Exercise instructions:
1 > In the essay on people we love to hate, list the things that, according to the text, are not what draws the criticism aimed at George W. Bush.
2 > Carry on the essay about people we love to hate, picking up right after its last sentence.

Quoted passage:
+-------+
An ode to the people we love to hate

As a general rule in the comfort of our own homes we are a fairly peace-loving people. Don’t get me wrong. We march, we protest when the mood strikes us (not often) but given the choice, we like to get along with our co-workers and our next door neighbors.

Why, then, do we go on a hate-fest when certain people (usually celebrities) come on the scene? Politicos get it in the ear, of course. Instead of disagreeing with policies, folks focus their hate on the person.

For example, George W. Bush (Dubya) comes under high criticism—not his speech writers or the bills he signs or the policies he endorses, but him, most definitely personally. A strong, viscerally juicy hate. 

We don’t hate the devil, usually. Too dangerous, like standing under a tree in a thunderstorm. And we don’t hate God (except in certain tragic situations.)
+-------+
Provided material:
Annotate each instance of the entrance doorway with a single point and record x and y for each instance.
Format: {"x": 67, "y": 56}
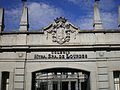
+-------+
Task responses:
1 >
- his speech writers
- the bills he signs
- the policies he endorses

2 >
But we do hate Bill Gates. Why? He’s a nerd, and he’s got a pretty wife, and an admirable foundation. However, I’ve heard, in my lifetime, at least dozens of people announce emphatically, “I HATE Bill Gates.” Why? 

Don’t get me started on the women! I once had a partner who would leave the room whenever Hillary Clinton came on the tube, with the pronouncement, “She makes me SICK.” Not her health care plan, not the philandering husband she stood by, not her advancement of women’s issues. No, it was her, and her alone.

Sarah Palin has polarized the entire female contingency. You are either for-her or agin-her. A good friend of mine, a normally mild mannered lady, gets apoplectic when Sarah happens on the scene. It’s like watching a poodle morph into a rottweiller. 

And Martha Stewart? I find Martha to be a shy vulnerable child (sometimes) abandoned within a witch’s psyche. I can only imagine what her childhood must have been like. But some people, men and women alike will announce, “I just HATE her!” Why, I wonder.

One of the psychological defenses that’s been lurching about since Freud’s day is projection. We project onto others those parts of ourselves that we can’t stand. Is that what’s going on here? Are there bits and pieces of these folks that are really parts of ourselves? And exactly which ones might those be, I wonder.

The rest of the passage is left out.